--- Extracted information Enclosed Below ---

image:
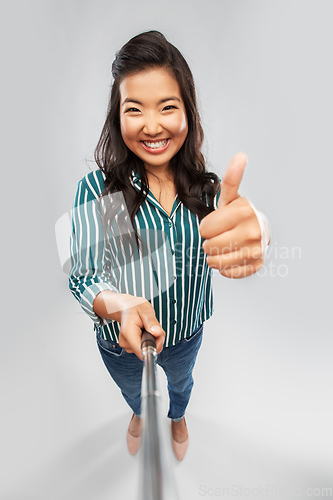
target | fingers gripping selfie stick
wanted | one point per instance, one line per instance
(155, 480)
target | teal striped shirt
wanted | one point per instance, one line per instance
(169, 270)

--- End of Enclosed Extracted information ---

- _Requirement_
Copy all lines from the entries that contain the word "target".

- _Exercise output_
target | fingers gripping selfie stick
target | teal striped shirt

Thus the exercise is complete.